PROBLEM REQUIREMENTS
Copy the lines again, beginning at the line that has "of the lamp" and stopping after the last of the items, and add 143 to every coordinate in the answers while leaving the requests unchanged.

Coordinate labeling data

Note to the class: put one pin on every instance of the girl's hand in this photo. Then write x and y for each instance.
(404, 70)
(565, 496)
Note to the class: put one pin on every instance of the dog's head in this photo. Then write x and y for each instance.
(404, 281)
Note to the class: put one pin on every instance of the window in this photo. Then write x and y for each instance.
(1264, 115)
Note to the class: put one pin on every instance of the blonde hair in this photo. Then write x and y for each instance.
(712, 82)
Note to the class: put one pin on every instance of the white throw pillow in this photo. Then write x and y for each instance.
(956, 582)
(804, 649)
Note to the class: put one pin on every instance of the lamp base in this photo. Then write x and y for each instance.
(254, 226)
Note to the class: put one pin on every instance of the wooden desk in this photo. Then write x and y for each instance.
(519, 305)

WRITTEN REPLY
Note to the class: put one pin on every instance of the lamp base in this photo. Then write x and y for each instance.
(397, 369)
Note to the class: put one pin on every instance of the wooden desk in this photo. Then write x and y for each instance.
(662, 448)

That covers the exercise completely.